-- Trecho --
※ ※ ※

[Coautores: Rafael Lopes Batista [1] e Weiny César Freitas Pinto[2]]
Gostaríamos de abordar neste ensaio a questão do relativismo moral a partir da sentença judicial recebida pelo personagem Meursault, no romance O Estrangeiro, de Albert Camus (1913-1960). Camus foi um filósofo franco-argelino ligado à corrente filosófica do “absurdismo”, corrente que procura refletir sobre o ser humano e a sua insistente busca de sentido para a vida, quando, na verdade, segundo o próprio filósofo, não há sentido nenhum. Tendo em vista que a obra de Camus é permeada por certo relativismo, vamos aproximá-lo da análise do filósofo austro-britânico Karl Popper (1902-1994), a respeito d’O Mito do Contexto, pequeno ensaio no qual o famoso filósofo da ciência nos fornece uma interessante chave de leitura crítica para a compreensão do fenômeno do relativismo, definindo-o da seguinte maneira:
[…] doutrina segundo a qual a verdade é relativa à nossa formação intelectual que, supostamente, determinará de algum modo o contexto dentro da qual somos capazes de pensar: a verdade mudaria assim de contexto para contexto. (POPPER, 1996, p. 55)
Julgamento jurídico-moral e contexto
De modo resumido, o romance de Camus inicia-se com a notícia da morte da mãe do personagem principal:
Mamãe morreu hoje. Ou, talvez, ontem. Eu não tenho certeza. O telegrama do Lar dizia: SUA MÃE FALECEU. FUNERAL AMANHÃ. SINCEROS PÊSAMES. O que deixa a questão mais duvidosa; poderia ter sido ontem. (CAMUS, 1942, p. 3)
Meursault, então, se dirige ao velório de sua mãe e não derrama sequer uma única lágrima, pelo contrário: ele dorme, toma café e fuma seu cigarro. No dia seguinte, volta à sua rotina, conhece uma moça, vai ao cinema com ela, e assim inicia uma relação supostamente amorosa, logo após enterrar sua mãe.
Posteriormente, em uma situação do acaso, Meursault comete um assassinato e acaba sendo preso e julgado. No julgamento, os fatos em relação aos quais ele é mais gravemente acusado dizem respeito às suas atitudes diante do velório da mãe e não ao assassinato cometido. O promotor argumenta buscando demonstrar que Meursault é desumano – utilizando como critério de humanidade a demonstração de afetos –, já que ele se mostrou totalmente indiferente à morte de sua mãe. Um ser humano que age de tal maneira seria uma ameaça para a sociedade, devendo assim ser punido severamente, com pena máxima aplicada pela lei, a pena de morte. O júri acata a argumentação do promotor e decide que ele deve ser condenado à guilhotina.
Camus não nos apresenta o fim do personagem, apenas sabemos que a obra se encerra com Meursault refletindo sobre sua morte e aguardando sua execução. Ao apresentar a jornada existencial do personagem, a obra levanta vários questionamentos importantes referentes à peculiar personagem Meursault, homem aparentemente alheio às condutas consideradas “normais”. O leitor chega ao fim de O Estrangeiro questionando-se, perplexo, acerca da sentença: como é possível aquele desfecho do julgamento? Como é possível um resultado tão forçosamente influenciado pelos princípios morais do agente acusatório?

※ ※ ※

-- Listagem fornecida --
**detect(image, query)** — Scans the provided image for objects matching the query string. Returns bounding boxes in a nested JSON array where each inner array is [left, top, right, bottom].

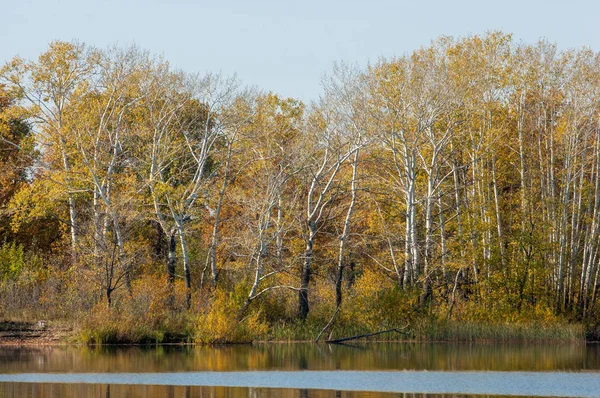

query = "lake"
[[0, 343, 600, 397]]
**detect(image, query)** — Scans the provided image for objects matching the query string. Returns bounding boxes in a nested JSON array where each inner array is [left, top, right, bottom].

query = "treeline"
[[0, 32, 600, 340]]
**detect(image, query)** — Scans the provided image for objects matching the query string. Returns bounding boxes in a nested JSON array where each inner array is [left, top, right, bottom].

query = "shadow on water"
[[0, 343, 600, 373], [0, 383, 548, 398]]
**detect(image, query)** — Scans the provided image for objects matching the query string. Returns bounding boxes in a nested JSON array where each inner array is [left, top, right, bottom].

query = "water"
[[0, 343, 600, 398]]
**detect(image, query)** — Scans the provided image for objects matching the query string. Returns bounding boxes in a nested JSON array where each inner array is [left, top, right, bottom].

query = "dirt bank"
[[0, 320, 73, 345]]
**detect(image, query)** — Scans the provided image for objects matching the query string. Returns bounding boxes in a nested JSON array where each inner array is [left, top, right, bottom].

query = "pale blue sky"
[[0, 0, 600, 102]]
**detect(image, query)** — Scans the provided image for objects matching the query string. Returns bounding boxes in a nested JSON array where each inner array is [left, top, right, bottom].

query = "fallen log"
[[325, 325, 409, 344]]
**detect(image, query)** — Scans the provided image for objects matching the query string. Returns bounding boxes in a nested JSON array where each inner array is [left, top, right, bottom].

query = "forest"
[[0, 32, 600, 343]]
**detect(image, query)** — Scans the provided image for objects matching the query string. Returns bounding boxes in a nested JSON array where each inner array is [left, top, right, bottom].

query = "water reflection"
[[0, 383, 540, 398], [0, 343, 600, 373]]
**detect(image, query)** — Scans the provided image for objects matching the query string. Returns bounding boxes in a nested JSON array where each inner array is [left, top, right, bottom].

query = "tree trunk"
[[298, 221, 317, 321]]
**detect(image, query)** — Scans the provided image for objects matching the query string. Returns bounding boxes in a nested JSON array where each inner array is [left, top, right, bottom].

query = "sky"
[[0, 0, 600, 103]]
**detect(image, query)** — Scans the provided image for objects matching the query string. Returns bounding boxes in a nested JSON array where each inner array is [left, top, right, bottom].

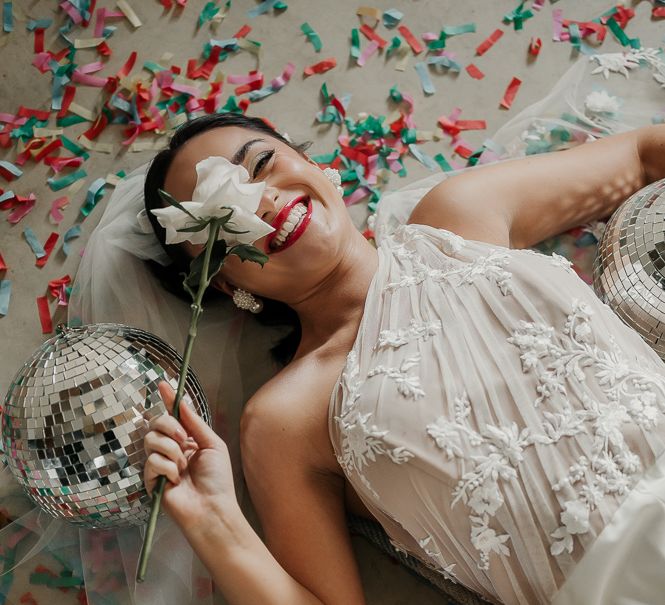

※ ※ ※

-- Suas tarefas --
**a.** Responda com base no ensaio sobre O Estrangeiro:
(i) A que corrente filosófica Camus estava ligado?
(ii) Que critério de humanidade o promotor utiliza contra Meursault?
(iii) A que pena o júri decide condenar Meursault?
**b.** Continue o ensaio sobre O Estrangeiro a partir da última frase apresentada.

-- Respostas --
**a.**
(i) Ao absurdismo.
(ii) A demonstração de afetos.
(iii) À morte na guilhotina.

**b.**
O relativismo moral aí é evidente e suas consequências são graves para aquele que não se encontra no mesmo contexto. Defender sua própria moral, a custo do direito à vida do outro, não pode ser considerado de forma alguma justiça, mas sim um procedimento temerário e extremamente questionável. Meursault foi condenado não por seu ato criminoso e sim por seu contexto ser antagônico ao contexto predominante naquela sociedade. É aqui que se aplica a tese defendida por Popper em seu ensaio: a importância do diálogo crítico como arma contra o mito que é analisar a realidade simplesmente pelo contexto.
Choque cultural e superação das limitações contextuais
Chamam a atenção em O Estrangeiro o exagero e o preconceito do promotor, demonstrando crer que o aparente desdém de Meursault aos padrões morais daquele contexto deveria lhe render a condenação. Nesse sentido, seria plausível afirmar que a condenação é motivada por um relativismo moral. Quando o advogado de defesa questiona: “Meu cliente está sendo julgado por ter enterrado sua mãe ou por matar um homem?”, o promotor de acusação responde: “[…] acuso o prisioneiro de se comportar no funeral de sua mãe de uma forma que mostrava que ele já era um criminoso de coração […]” (CAMUS, 1942, pp. 97-98). De fato, Meursault é um personagem estranho, mas estranho a quê, a quem? Ao contexto e à moral corrente? Como superar, no âmbito das relações humanas, as perigosas barreiras colocadas pelos contextos?
Para esse problema, as contribuições de Popper parecem ser bastante úteis. O filósofo defende a importância do “choque de culturas”, ou seja, que é possível haver diálogo frutífero e racional entre contextos distintos.
[…] os parceiros desse choque se podem libertar de preconceitos dos quais não têm consciência ou de inconscientemente aceitarem […] Tal libertação pode ser o resultado da crítica desencadeada pelo choque de culturas. (POPPER, 1996, p. 75)
Segundo Popper, o “choque de culturas” elevaria o conhecimento, ultrapassando assim as adversidades que os contextos nos impõem. Com pequenos passos, podemos e devemos enriquecer nossa compreensão:
[…] podemos sair do nosso próprio contexto, da nossa própria prisão. E do mesmo modo que ultrapassar uma barreira linguística é difícil mas vale a pena – e provavelmente compensará os nossos esforços […] o mesmo acontece quando ultrapassamos a barreira de um contexto. (POPPER, 1996, p. 86)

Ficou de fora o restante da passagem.